:: 課題 ::
「Target: green bush by water」を含む行から「Target: grassy bank」を含む行までのデータを、両端の行も含めて一字一句そのまま書き写してください。

:: 処理対象データ ::
⁂
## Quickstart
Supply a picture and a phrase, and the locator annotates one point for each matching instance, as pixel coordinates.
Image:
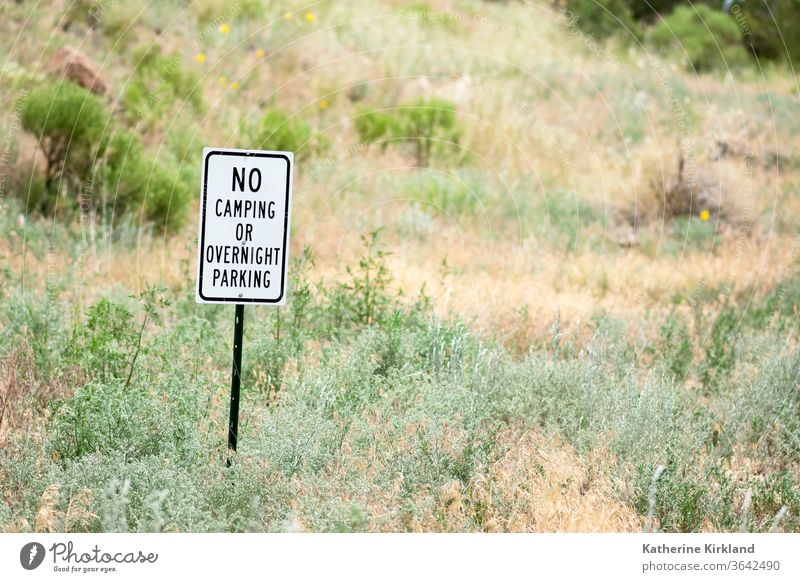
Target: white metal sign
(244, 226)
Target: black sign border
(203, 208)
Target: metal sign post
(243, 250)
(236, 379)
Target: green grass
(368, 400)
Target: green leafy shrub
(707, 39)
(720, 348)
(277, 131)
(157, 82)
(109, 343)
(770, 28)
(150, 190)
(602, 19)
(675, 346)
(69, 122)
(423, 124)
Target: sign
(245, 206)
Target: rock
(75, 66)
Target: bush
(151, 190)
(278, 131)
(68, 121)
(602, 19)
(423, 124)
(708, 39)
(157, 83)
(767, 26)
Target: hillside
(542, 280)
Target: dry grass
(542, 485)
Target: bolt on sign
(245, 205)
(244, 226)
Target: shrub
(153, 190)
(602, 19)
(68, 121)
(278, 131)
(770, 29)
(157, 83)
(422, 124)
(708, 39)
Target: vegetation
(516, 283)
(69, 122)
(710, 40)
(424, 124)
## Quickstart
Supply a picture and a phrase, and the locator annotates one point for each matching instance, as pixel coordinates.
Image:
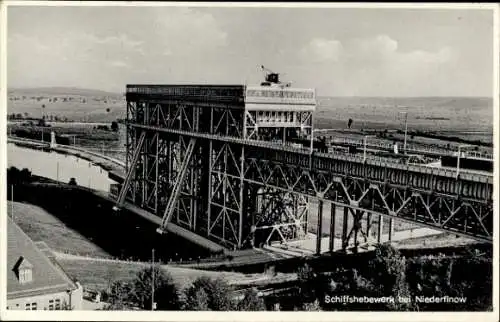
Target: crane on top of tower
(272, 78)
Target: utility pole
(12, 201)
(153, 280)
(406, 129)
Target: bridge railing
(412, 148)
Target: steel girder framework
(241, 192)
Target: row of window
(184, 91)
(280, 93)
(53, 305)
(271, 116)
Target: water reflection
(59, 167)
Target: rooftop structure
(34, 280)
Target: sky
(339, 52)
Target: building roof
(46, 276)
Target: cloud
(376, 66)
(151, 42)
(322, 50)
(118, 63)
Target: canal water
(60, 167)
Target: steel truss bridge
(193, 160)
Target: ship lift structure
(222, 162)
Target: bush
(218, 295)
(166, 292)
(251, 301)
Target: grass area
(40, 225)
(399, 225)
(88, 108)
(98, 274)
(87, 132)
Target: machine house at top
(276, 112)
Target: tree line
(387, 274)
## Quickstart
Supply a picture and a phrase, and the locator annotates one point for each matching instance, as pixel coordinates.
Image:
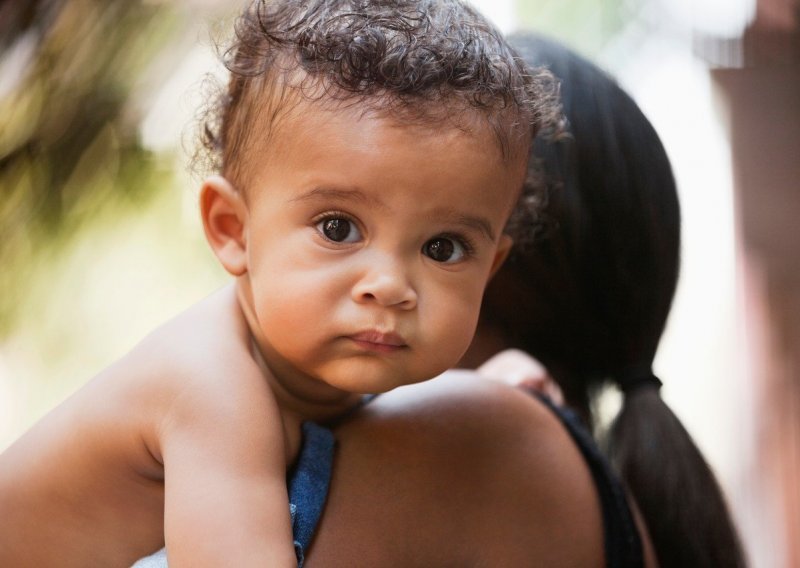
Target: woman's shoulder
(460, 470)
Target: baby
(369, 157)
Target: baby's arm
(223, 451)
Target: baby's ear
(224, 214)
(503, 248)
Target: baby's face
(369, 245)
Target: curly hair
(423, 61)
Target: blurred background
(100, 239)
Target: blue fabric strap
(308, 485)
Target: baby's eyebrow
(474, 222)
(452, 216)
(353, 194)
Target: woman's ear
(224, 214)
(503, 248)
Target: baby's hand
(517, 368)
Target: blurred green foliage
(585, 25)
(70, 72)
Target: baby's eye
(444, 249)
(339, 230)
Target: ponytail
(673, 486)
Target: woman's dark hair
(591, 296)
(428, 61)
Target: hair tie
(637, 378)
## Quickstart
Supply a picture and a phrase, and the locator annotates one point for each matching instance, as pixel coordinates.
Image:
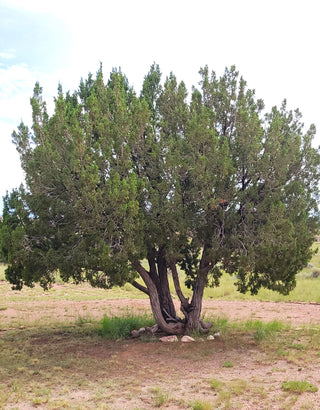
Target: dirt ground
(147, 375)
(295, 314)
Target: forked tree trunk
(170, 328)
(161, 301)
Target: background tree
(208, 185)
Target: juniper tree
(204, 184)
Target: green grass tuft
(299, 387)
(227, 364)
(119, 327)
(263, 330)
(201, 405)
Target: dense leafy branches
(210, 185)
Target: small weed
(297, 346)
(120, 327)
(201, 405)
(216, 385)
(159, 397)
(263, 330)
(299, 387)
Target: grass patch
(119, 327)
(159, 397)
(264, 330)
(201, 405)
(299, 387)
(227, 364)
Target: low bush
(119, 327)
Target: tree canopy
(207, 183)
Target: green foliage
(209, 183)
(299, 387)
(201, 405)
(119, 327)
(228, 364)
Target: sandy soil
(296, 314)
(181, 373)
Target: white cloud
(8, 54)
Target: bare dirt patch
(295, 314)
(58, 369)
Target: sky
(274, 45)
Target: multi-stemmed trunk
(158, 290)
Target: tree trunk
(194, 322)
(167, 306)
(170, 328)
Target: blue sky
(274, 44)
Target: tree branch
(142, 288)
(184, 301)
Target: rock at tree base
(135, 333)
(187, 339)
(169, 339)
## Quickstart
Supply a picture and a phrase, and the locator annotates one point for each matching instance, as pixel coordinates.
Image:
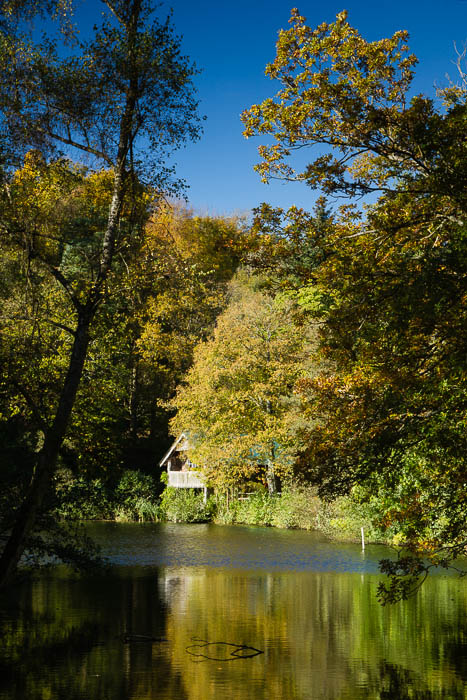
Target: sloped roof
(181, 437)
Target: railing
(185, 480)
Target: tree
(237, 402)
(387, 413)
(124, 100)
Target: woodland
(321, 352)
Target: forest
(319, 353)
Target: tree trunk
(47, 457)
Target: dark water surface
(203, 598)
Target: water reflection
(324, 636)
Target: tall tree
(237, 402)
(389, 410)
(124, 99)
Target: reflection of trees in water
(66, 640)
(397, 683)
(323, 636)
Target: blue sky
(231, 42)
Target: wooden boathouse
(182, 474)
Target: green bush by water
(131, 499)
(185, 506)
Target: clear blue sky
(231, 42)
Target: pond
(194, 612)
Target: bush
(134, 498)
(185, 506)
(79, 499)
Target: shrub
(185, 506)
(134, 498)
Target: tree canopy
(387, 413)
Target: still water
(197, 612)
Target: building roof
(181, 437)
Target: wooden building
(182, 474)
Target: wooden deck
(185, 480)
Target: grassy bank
⁂
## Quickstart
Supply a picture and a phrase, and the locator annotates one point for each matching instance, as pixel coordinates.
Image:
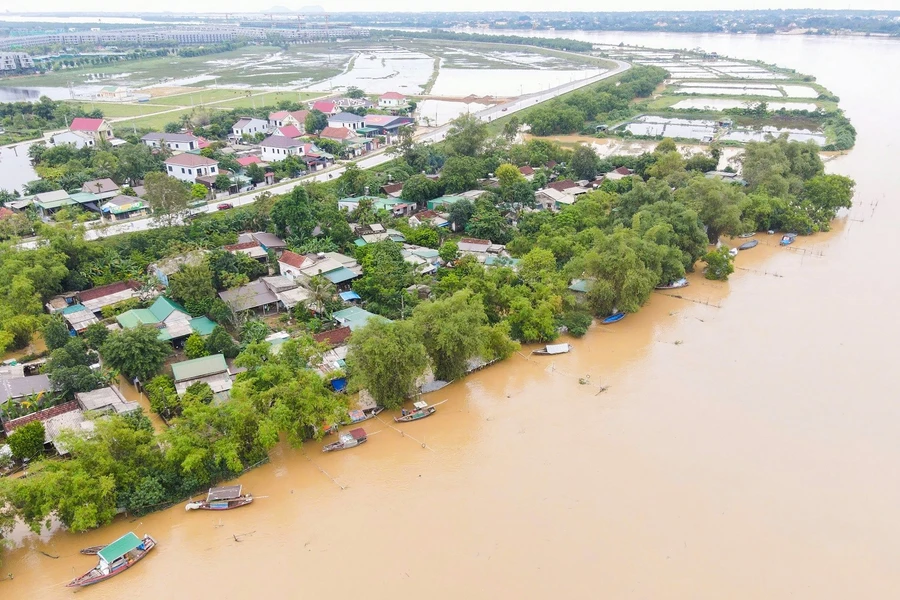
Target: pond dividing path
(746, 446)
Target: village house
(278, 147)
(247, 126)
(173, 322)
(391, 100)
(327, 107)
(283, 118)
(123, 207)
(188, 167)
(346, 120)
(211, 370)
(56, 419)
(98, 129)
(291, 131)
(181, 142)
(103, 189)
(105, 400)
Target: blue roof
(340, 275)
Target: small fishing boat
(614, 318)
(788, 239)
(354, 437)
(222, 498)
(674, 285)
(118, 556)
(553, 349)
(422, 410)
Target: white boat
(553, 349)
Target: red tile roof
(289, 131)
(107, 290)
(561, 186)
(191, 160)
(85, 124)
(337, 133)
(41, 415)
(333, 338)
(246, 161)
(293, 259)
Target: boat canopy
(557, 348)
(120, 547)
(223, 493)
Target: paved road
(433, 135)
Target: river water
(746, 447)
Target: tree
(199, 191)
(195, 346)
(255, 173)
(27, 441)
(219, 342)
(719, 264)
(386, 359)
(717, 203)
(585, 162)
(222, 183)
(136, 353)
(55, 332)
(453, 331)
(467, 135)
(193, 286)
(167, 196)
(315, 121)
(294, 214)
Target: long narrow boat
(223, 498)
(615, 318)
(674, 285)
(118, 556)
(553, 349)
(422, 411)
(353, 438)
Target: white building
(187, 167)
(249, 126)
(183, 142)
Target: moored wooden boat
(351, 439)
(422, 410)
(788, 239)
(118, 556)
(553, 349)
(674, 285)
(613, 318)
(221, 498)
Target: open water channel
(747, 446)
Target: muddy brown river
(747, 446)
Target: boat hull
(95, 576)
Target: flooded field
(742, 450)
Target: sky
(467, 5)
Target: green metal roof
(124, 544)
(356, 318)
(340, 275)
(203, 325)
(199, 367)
⁂
:: 出力 ::
Target: green bush by water
(131, 499)
(185, 506)
Target: clear blue sky
(231, 42)
Target: pond
(194, 612)
Target: bush
(134, 498)
(185, 506)
(79, 499)
Target: shrub
(185, 506)
(134, 498)
Target: tree canopy
(387, 413)
Target: still water
(197, 612)
Target: building roof
(181, 437)
Target: wooden building
(182, 474)
Target: wooden deck
(185, 480)
Target: grassy bank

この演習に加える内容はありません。